*GIVEN REQUEST*. According to the MacBeth review, what sets the play apart in setting from Shakespeare's other plays?

*PAGE TEXT*.
Friday, June 26, 2015

MacBeth – William Shakespeare, c. 1606 ★★★★★

Something Wicked This Way Comes

One remarkable thing about MacBeth is that there is no one here to like. No one.

The protagonists are thorough evil, showing only the slightest, most self-serving pangs of conscience as they conduct their villainy. Those arrayed against them are likewise shifty characters.

If you are looking for something to warm up to, buy a dog. You won’t find it here.

Yet MacBeth makes this all pretty palatable. For one thing, it plays as a kind of phantasmagoria of witchcraft and strange weather. There’s also an exotic quality to the tragedy. Shakespeare’s only Scottish play makes use of the country’s fabled blasted heaths and ruins to cultivate an effect you wouldn’t associate with anywhere else on earth. MacBeth is unique in the Shakespeare canon, and thank God. He’d make bleak reading otherwise.

Finally, there’s the language, pungent yet lyrical, fueled by thoughts pushing outside the ken of men, contained by a thin sobriety of reason that is beautiful in its control.

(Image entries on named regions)
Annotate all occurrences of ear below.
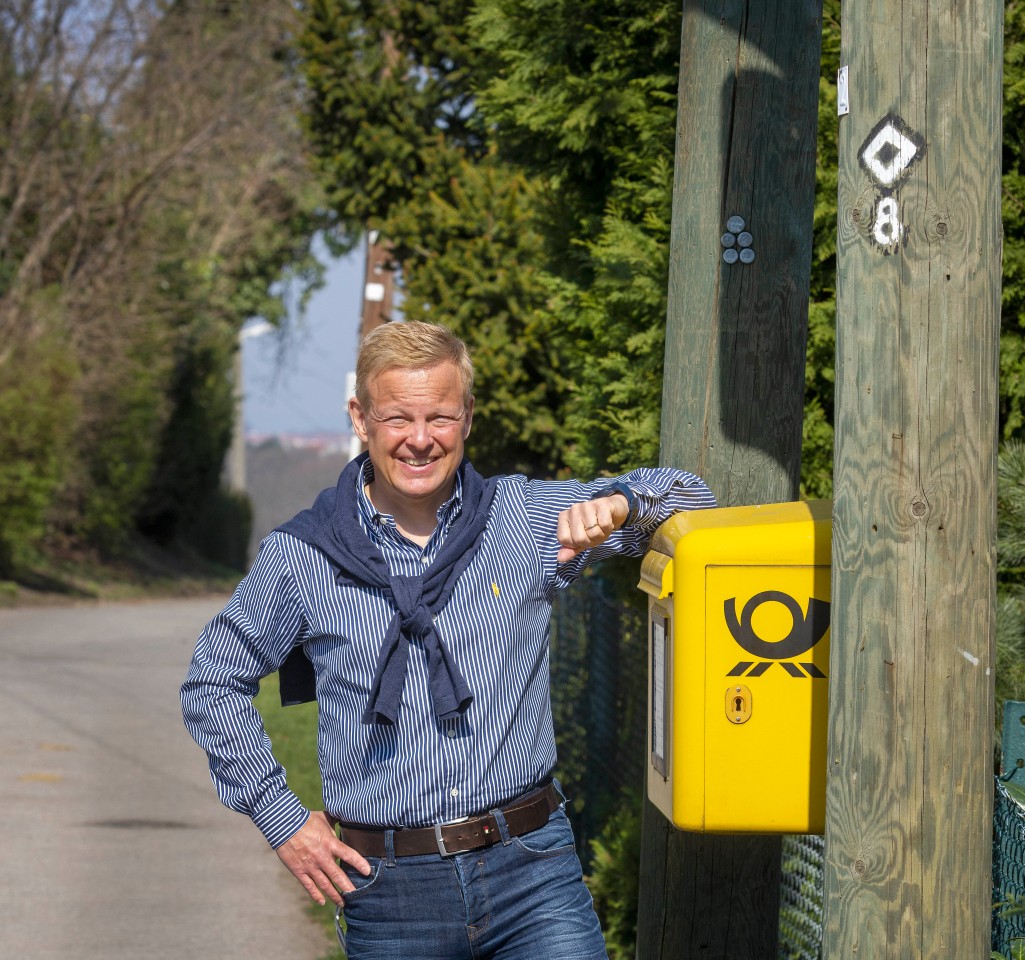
[349,396,369,444]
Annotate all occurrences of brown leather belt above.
[339,783,562,857]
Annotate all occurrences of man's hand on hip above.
[275,810,370,907]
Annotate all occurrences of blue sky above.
[242,246,364,433]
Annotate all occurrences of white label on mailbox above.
[651,617,665,777]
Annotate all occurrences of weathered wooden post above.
[637,0,821,960]
[823,0,1002,960]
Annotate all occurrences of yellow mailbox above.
[639,500,830,833]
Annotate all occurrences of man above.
[182,323,714,960]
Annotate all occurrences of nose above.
[406,419,434,450]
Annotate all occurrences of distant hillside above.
[246,435,349,561]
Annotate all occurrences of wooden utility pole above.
[637,0,824,960]
[823,0,1002,960]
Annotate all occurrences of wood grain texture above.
[637,0,821,960]
[823,0,1002,960]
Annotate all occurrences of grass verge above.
[0,537,242,607]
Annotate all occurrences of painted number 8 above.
[872,197,904,247]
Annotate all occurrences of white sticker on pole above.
[836,67,851,117]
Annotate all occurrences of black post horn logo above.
[723,590,829,678]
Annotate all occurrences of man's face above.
[349,362,474,519]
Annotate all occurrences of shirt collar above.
[356,459,462,532]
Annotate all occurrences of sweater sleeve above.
[181,537,310,847]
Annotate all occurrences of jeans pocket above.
[341,857,384,903]
[513,807,576,857]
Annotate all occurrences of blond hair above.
[356,321,474,410]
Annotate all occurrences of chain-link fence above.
[551,562,1025,960]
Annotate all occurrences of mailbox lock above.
[726,683,751,723]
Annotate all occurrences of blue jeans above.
[338,807,607,960]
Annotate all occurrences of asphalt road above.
[0,598,330,960]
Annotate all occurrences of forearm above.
[181,540,309,846]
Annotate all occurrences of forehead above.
[367,362,465,411]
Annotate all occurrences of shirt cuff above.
[252,791,310,848]
[590,481,638,527]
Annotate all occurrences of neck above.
[363,483,451,547]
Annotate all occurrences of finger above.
[336,841,371,877]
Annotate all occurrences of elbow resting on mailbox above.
[639,500,831,834]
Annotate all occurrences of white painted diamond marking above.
[861,123,918,186]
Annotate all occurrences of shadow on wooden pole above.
[637,0,821,960]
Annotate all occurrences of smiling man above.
[182,323,714,960]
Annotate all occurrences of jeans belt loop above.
[435,824,450,857]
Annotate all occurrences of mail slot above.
[639,500,831,833]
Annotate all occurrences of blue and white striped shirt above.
[181,463,714,846]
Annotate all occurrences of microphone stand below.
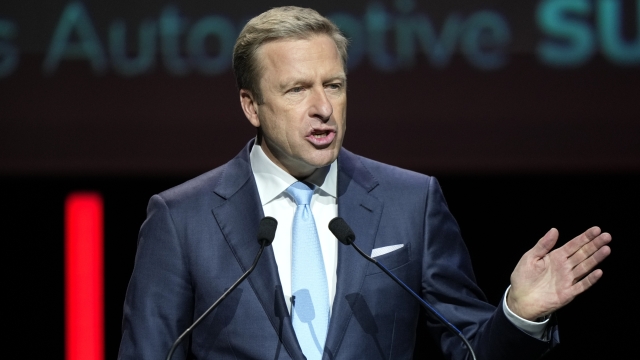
[166,216,278,360]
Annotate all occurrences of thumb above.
[530,228,558,258]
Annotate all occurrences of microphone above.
[166,216,278,360]
[329,217,476,360]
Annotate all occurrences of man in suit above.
[119,7,611,360]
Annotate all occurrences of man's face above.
[240,35,347,178]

*WRITTEN REPLY*. It is Shakespeare's only Scottish play.